Source excerpt:
* begin *

3. Ms Hodge: To ask the Secretary of State for the Home Department if he will make a statement on police strength in the Metropolitan police in (a) 1996 and (b) 1992. [19784]

The Secretary of State for the Home Department (Mr. Michael Howard): I hope that you, Madam Speaker, will permit me to say how pleased I am sure the whole House is to see my right hon. Friend the Member for Westmorland and Lonsdale (Mr. Jopling) in his place on the Conservative Benches this afternoon.

In answer to the hon. Lady's question, between March 1992 and March 1996, a like-for-like comparison shows that about 800 extra uniformed constables were made available to Metropolitan police divisions for operational duties--an increase of 6 per cent. On average, uniformed divisional constables now spend some 10 per cent more time on patrol than in 1992.

* end *

Aim A: According to the police strength exchange, by what percentage did uniformed constables available to Metropolitan police divisions for operational duties increase between March 1992 and March 1996?
Aim B: List every person the police strength exchange identifies by name.

Rows:
* begin *

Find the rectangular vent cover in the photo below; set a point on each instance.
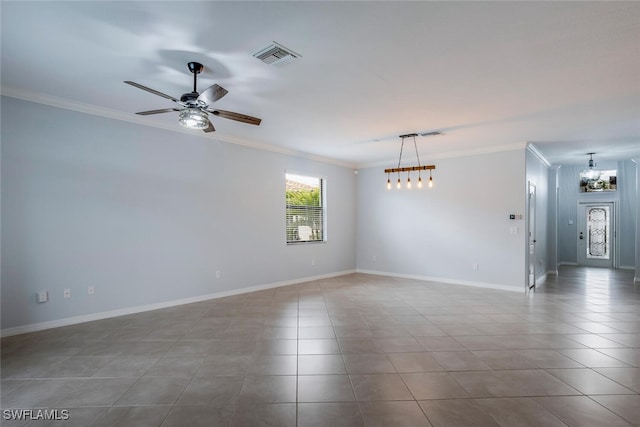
(276, 54)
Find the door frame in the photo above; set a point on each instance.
(531, 277)
(614, 228)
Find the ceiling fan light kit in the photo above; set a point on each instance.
(193, 118)
(196, 106)
(409, 169)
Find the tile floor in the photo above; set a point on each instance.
(348, 351)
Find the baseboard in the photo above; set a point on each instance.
(443, 280)
(33, 327)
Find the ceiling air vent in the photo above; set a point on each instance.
(276, 54)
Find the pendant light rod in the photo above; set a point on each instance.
(410, 169)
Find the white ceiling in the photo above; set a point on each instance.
(489, 75)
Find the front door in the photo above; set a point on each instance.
(595, 234)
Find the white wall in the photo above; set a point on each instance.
(147, 216)
(442, 232)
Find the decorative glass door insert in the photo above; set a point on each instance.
(598, 229)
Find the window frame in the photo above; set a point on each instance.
(322, 209)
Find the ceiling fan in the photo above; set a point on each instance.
(194, 106)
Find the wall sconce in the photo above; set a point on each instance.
(409, 169)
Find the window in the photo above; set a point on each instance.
(305, 208)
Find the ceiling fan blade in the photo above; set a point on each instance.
(212, 94)
(236, 116)
(209, 128)
(148, 89)
(165, 110)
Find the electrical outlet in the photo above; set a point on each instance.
(43, 296)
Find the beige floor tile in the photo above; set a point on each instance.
(628, 407)
(521, 411)
(397, 414)
(373, 387)
(433, 385)
(457, 412)
(588, 381)
(581, 411)
(329, 414)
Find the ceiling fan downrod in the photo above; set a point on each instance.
(195, 68)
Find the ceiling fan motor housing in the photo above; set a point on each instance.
(190, 98)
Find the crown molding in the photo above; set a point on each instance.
(536, 152)
(80, 107)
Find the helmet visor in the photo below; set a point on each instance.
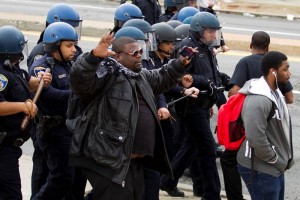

* end *

Output A: 6 per cent

Output B: Ms Hodge, Mr. Michael Howard, Mr. Jopling